LA CONSIGNE: Réécrivez le passage du texte sur les disparus de la guerre au Liban en commençant à « Pourtant, la meilleure » et en terminant à « ses attendus ****. ». Remplacez-y « responsables politiques » par « dirigeants politiques ».

TEXTE DU DOCUMENT:
++++++
Rechercher
Rechercher

La Consolidation de la paix au Liban - Mai 2019

Lorsque les disparus de la guerre contribuent à la consolidation de la paix civile

« Tant que Georges n’est pas revenu, ni la paix au Liban ni la reconstruction ne me concernent ! ». C’est ce qu’a répondu Oum Georges au journaliste qui lui demandait son avis sur la paix civile et le chantier de la reconstruction. 

La paix a été déclarée au Liban en 1990,** sans que l’on évoque le drame des personnes disparues ni celui de leurs familles. Ce qui signifie que cette paix était et est encore incomplète et fragile, menacée d’être ébranlée à tout instant.

Ce qui faisait pleurer dans ce processus officiel, qui n’a pas su tourner la page de la guerre, est devenu risible avec la tendance officielle actuelle de considérer les familles des disparus comme une menace pour la paix civile. Chaque fois que ces familles réclament le droit à connaître le sort de leurs disparus, elles sont accusées de vouloir rallumer une nouvelle guerre.

Pourtant, la meilleure preuve de la fragilité de la paix civile actuelle est dans le retour des responsables politiques aux barricades de la guerre et les appels adressés à leurs partisans de descendre dans la rue, dès qu’il y a un conflit politique entre eux. A chaque divergence, ils menacent ainsi la sécurité des citoyens.

29 ans après l’annonce de cette paix « venue d’en haut et de l’extérieur »***, une loi « venue d’une base populaire et de l’intérieur » était promulguée. Elle était destinée à consolider la paix civile, à travers la nécessité de connaître le sort des personnes disparues pendant la guerre. Ce point fait d’ailleurs partie de ses attendus ****.

On peut dire ainsi que les familles des disparus de la guerre ont réussi à obtenir une reconnaissance légale et juridique de leur droit à connaître le sort de leurs proches. Cette loi est un passage obligé vers la véritable réconciliation interne. Seule la connaissance du sort des disparus, qu’ils soient morts ou vivants, ouvrira la voie au pardon. La reconnaissance de ces crimes de guerre et de l’ampleur de l’injustice qui a frappé les familles peut contribuer à alléger le drame qu’elles ont vécu et les sortir de leur statut de victimes.
++++++
MATÉRIEL RÉPERTORIÉ:
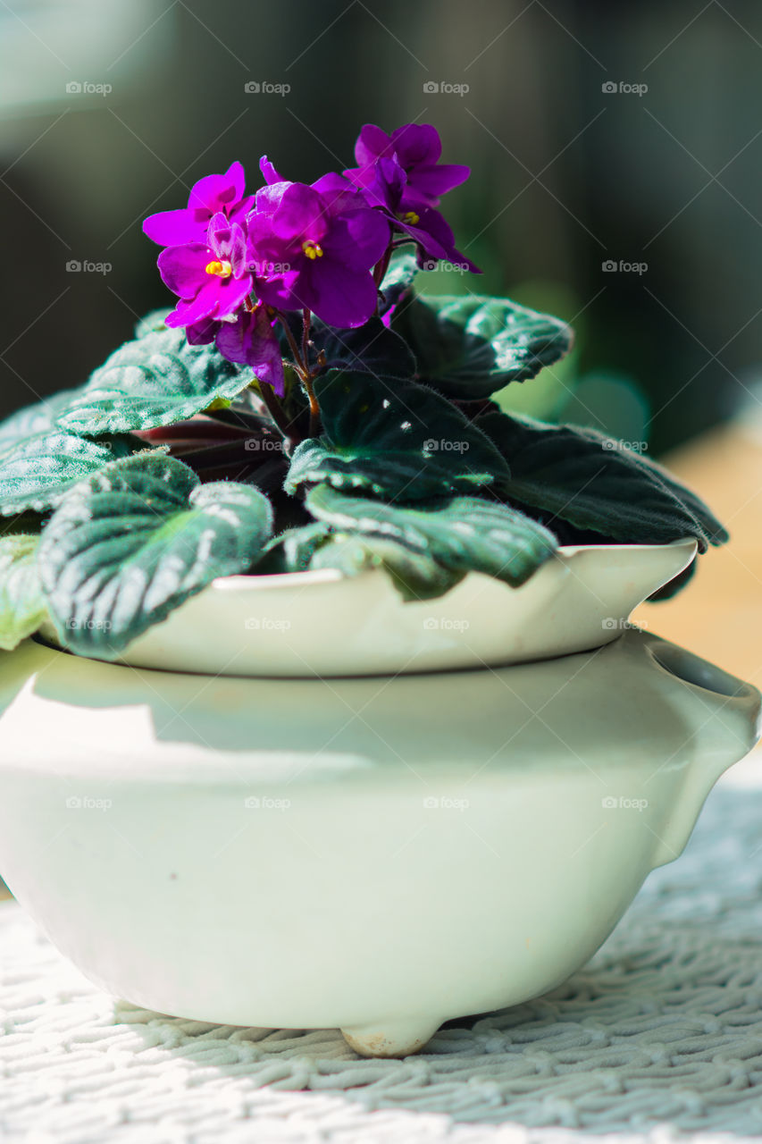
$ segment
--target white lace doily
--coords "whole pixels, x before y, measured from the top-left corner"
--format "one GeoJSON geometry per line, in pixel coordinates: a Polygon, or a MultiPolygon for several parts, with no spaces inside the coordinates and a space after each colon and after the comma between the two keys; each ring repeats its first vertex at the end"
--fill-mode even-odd
{"type": "Polygon", "coordinates": [[[451,1023],[406,1060],[362,1059],[335,1031],[211,1026],[114,1003],[18,906],[0,905],[3,1142],[571,1144],[609,1134],[618,1144],[762,1135],[759,781],[713,793],[685,853],[651,875],[565,986],[451,1023]]]}

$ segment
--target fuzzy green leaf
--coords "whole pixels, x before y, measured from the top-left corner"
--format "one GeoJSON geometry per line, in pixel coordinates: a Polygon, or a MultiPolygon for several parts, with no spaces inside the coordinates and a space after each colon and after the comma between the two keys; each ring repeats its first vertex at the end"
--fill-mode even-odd
{"type": "Polygon", "coordinates": [[[156,429],[233,398],[251,371],[225,360],[212,345],[189,345],[184,329],[150,329],[125,342],[58,414],[71,432],[156,429]]]}
{"type": "Polygon", "coordinates": [[[289,493],[328,482],[412,501],[507,478],[502,456],[484,434],[424,386],[330,371],[315,390],[324,434],[294,451],[285,485],[289,493]]]}
{"type": "Polygon", "coordinates": [[[514,587],[558,547],[553,533],[537,521],[473,496],[403,508],[320,485],[309,493],[307,507],[336,532],[395,541],[452,572],[483,572],[514,587]]]}
{"type": "Polygon", "coordinates": [[[13,651],[46,615],[35,564],[39,537],[0,538],[0,648],[13,651]]]}
{"type": "Polygon", "coordinates": [[[694,537],[700,551],[728,533],[704,501],[660,464],[576,426],[486,413],[477,420],[510,464],[508,496],[620,543],[694,537]]]}
{"type": "Polygon", "coordinates": [[[125,437],[89,440],[57,428],[0,443],[0,515],[41,513],[84,477],[136,447],[142,447],[137,440],[125,437]]]}
{"type": "Polygon", "coordinates": [[[415,355],[420,379],[459,400],[533,378],[572,344],[558,318],[478,294],[413,295],[397,307],[391,327],[415,355]]]}
{"type": "Polygon", "coordinates": [[[157,454],[116,462],[73,488],[42,533],[38,564],[62,641],[116,658],[215,577],[246,572],[271,527],[251,485],[201,485],[157,454]]]}

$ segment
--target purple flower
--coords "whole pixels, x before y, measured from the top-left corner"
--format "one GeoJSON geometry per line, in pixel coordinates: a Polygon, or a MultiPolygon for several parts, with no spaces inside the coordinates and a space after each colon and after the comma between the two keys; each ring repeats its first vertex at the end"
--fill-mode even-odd
{"type": "MultiPolygon", "coordinates": [[[[277,174],[267,160],[263,173],[277,174]]],[[[311,310],[330,326],[362,326],[374,313],[371,270],[388,244],[388,222],[340,175],[311,186],[270,183],[248,216],[257,296],[277,310],[311,310]]]]}
{"type": "Polygon", "coordinates": [[[405,124],[387,135],[374,124],[366,124],[355,144],[357,167],[344,172],[357,186],[370,186],[379,159],[396,159],[407,176],[407,200],[422,206],[437,206],[439,197],[463,183],[469,167],[439,162],[442,140],[430,124],[405,124]]]}
{"type": "Polygon", "coordinates": [[[180,299],[167,326],[196,326],[228,318],[243,304],[254,279],[246,267],[246,236],[238,223],[215,214],[206,243],[168,246],[158,257],[159,273],[180,299]]]}
{"type": "Polygon", "coordinates": [[[204,243],[214,215],[222,214],[228,222],[243,223],[254,202],[254,196],[245,196],[244,190],[244,168],[239,162],[233,162],[224,175],[199,178],[191,188],[186,207],[149,215],[143,230],[160,246],[204,243]]]}
{"type": "Polygon", "coordinates": [[[424,265],[432,259],[481,273],[478,267],[455,248],[453,232],[444,216],[434,207],[410,198],[405,172],[396,159],[378,159],[373,169],[373,182],[365,189],[365,198],[383,212],[396,231],[413,239],[418,245],[419,264],[424,265]]]}
{"type": "Polygon", "coordinates": [[[241,310],[235,318],[225,318],[224,321],[201,318],[185,328],[185,336],[191,345],[216,342],[224,358],[239,365],[251,365],[257,381],[267,382],[279,397],[284,396],[286,383],[280,343],[267,307],[241,310]]]}
{"type": "Polygon", "coordinates": [[[251,365],[257,381],[272,386],[283,397],[286,392],[280,344],[268,317],[267,307],[245,310],[236,321],[221,321],[216,335],[217,349],[229,362],[251,365]]]}

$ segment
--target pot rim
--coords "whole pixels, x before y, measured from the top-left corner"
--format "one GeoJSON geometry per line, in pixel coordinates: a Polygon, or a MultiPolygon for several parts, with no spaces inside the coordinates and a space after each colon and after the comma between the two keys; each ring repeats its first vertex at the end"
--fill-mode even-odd
{"type": "MultiPolygon", "coordinates": [[[[662,548],[688,548],[693,545],[698,554],[698,543],[693,537],[682,537],[680,540],[669,540],[657,545],[559,545],[553,553],[551,559],[570,559],[580,553],[606,553],[606,551],[654,551],[662,548]]],[[[539,572],[540,569],[537,571],[539,572]]],[[[368,572],[374,571],[368,569],[368,572]]],[[[376,569],[375,571],[382,571],[376,569]]],[[[248,588],[252,591],[264,591],[267,588],[285,588],[288,585],[307,588],[310,585],[332,583],[339,580],[350,580],[338,569],[313,569],[307,572],[270,572],[264,575],[256,573],[236,573],[235,575],[216,577],[207,587],[213,587],[220,591],[240,590],[248,588]]],[[[531,578],[530,578],[531,579],[531,578]]]]}

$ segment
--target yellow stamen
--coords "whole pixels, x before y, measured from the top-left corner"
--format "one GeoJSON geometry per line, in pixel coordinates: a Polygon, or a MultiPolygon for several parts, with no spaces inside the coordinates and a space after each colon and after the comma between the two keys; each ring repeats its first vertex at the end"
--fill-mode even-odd
{"type": "Polygon", "coordinates": [[[229,262],[207,262],[206,272],[207,275],[217,275],[219,278],[230,278],[232,267],[229,262]]]}

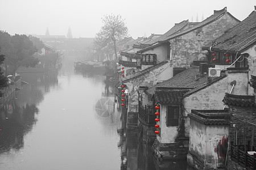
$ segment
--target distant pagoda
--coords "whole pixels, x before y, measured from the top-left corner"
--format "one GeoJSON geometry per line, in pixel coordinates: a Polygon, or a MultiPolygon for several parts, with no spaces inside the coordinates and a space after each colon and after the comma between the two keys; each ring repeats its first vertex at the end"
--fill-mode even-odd
{"type": "Polygon", "coordinates": [[[70,27],[68,27],[68,33],[67,34],[67,37],[68,39],[72,39],[72,33],[71,32],[71,28],[70,28],[70,27]]]}

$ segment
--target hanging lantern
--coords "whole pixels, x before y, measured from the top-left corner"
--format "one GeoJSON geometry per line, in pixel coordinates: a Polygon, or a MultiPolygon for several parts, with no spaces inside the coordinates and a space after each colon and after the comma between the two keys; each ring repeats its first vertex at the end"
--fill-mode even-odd
{"type": "Polygon", "coordinates": [[[160,114],[160,113],[159,112],[155,112],[155,116],[158,116],[158,115],[160,114]]]}

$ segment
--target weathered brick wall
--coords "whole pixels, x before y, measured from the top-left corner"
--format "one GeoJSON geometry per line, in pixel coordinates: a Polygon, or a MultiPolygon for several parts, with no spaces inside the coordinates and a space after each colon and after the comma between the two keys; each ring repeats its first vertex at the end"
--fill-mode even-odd
{"type": "Polygon", "coordinates": [[[237,20],[226,14],[207,26],[171,40],[174,66],[180,67],[189,66],[193,60],[199,60],[205,56],[205,51],[202,51],[202,46],[212,42],[238,23],[237,20]]]}
{"type": "MultiPolygon", "coordinates": [[[[225,94],[230,92],[232,88],[230,83],[234,80],[236,80],[237,84],[234,87],[232,94],[247,95],[247,73],[228,73],[227,77],[185,97],[183,99],[184,116],[187,117],[188,113],[191,112],[191,109],[222,109],[224,106],[222,100],[225,94]]],[[[188,118],[185,122],[186,135],[188,135],[189,127],[189,121],[188,118]]]]}
{"type": "Polygon", "coordinates": [[[163,44],[155,48],[151,48],[143,52],[142,54],[156,54],[156,63],[160,63],[167,58],[167,56],[170,56],[170,46],[168,43],[163,44]]]}
{"type": "Polygon", "coordinates": [[[158,82],[168,79],[172,74],[172,67],[170,63],[151,71],[146,73],[142,76],[131,79],[128,82],[125,82],[128,89],[128,110],[129,112],[138,112],[138,94],[139,86],[152,87],[158,82]]]}
{"type": "MultiPolygon", "coordinates": [[[[251,141],[252,130],[249,124],[245,124],[245,122],[256,122],[255,107],[241,107],[238,106],[229,106],[232,116],[232,124],[230,129],[230,142],[236,144],[236,133],[237,131],[237,144],[243,145],[244,135],[245,139],[251,141]],[[245,128],[245,130],[244,129],[245,128]]],[[[245,141],[245,144],[247,142],[245,141]]],[[[255,143],[255,142],[254,142],[255,143]]]]}

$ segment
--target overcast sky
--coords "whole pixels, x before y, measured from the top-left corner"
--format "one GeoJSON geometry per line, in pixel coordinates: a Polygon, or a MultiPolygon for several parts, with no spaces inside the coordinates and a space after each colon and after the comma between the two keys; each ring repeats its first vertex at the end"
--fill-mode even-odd
{"type": "Polygon", "coordinates": [[[255,0],[0,0],[0,30],[11,35],[67,36],[70,26],[73,37],[94,37],[106,14],[120,14],[134,39],[163,34],[176,23],[199,22],[224,7],[240,20],[253,10],[255,0]]]}

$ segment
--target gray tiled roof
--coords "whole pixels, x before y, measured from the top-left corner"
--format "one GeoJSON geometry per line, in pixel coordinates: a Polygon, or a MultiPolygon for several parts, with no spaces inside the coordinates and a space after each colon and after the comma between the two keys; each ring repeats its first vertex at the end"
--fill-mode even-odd
{"type": "MultiPolygon", "coordinates": [[[[193,27],[190,27],[187,29],[184,29],[183,31],[177,32],[175,34],[172,34],[170,36],[168,36],[166,37],[166,40],[171,40],[172,39],[175,39],[177,37],[179,37],[180,36],[182,36],[183,35],[187,34],[191,31],[193,31],[195,29],[197,29],[199,28],[201,28],[202,27],[204,27],[205,26],[207,26],[212,22],[214,22],[214,20],[218,19],[220,17],[224,15],[225,14],[228,14],[233,18],[235,18],[234,16],[233,16],[229,12],[227,12],[226,11],[226,7],[224,7],[223,9],[221,10],[214,10],[213,12],[213,14],[210,15],[209,17],[207,18],[203,21],[202,21],[200,23],[199,23],[197,24],[195,24],[193,27]]],[[[238,20],[237,19],[235,18],[236,20],[238,20]]]]}
{"type": "MultiPolygon", "coordinates": [[[[236,53],[256,42],[256,11],[228,30],[224,35],[216,39],[212,50],[228,51],[236,53]]],[[[213,43],[203,47],[209,49],[213,43]]]]}
{"type": "Polygon", "coordinates": [[[158,90],[154,94],[155,100],[158,104],[179,104],[182,96],[188,90],[158,90]]]}

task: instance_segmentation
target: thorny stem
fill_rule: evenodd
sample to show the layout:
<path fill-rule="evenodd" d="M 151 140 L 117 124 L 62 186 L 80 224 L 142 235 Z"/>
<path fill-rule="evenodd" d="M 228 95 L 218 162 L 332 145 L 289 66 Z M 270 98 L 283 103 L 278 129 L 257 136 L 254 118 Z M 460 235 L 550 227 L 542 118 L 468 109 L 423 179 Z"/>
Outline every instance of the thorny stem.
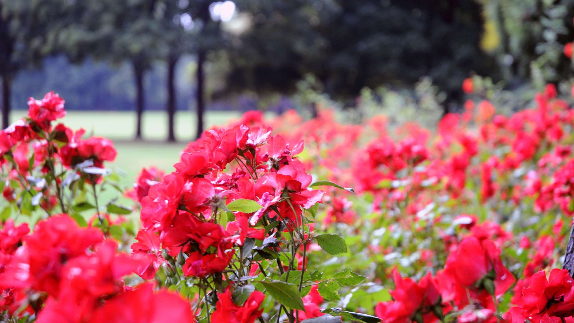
++++++
CONSIGNE RÉSOLUE:
Pourtant, la meilleure preuve de la fragilité de la paix civile actuelle est dans le retour des dirigeants politiques aux barricades de la guerre et les appels adressés à leurs partisans de descendre dans la rue, dès qu’il y a un conflit politique entre eux. A chaque divergence, ils menacent ainsi la sécurité des citoyens.

29 ans après l’annonce de cette paix « venue d’en haut et de l’extérieur »***, une loi « venue d’une base populaire et de l’intérieur » était promulguée. Elle était destinée à consolider la paix civile, à travers la nécessité de connaître le sort des personnes disparues pendant la guerre. Ce point fait d’ailleurs partie de ses attendus ****.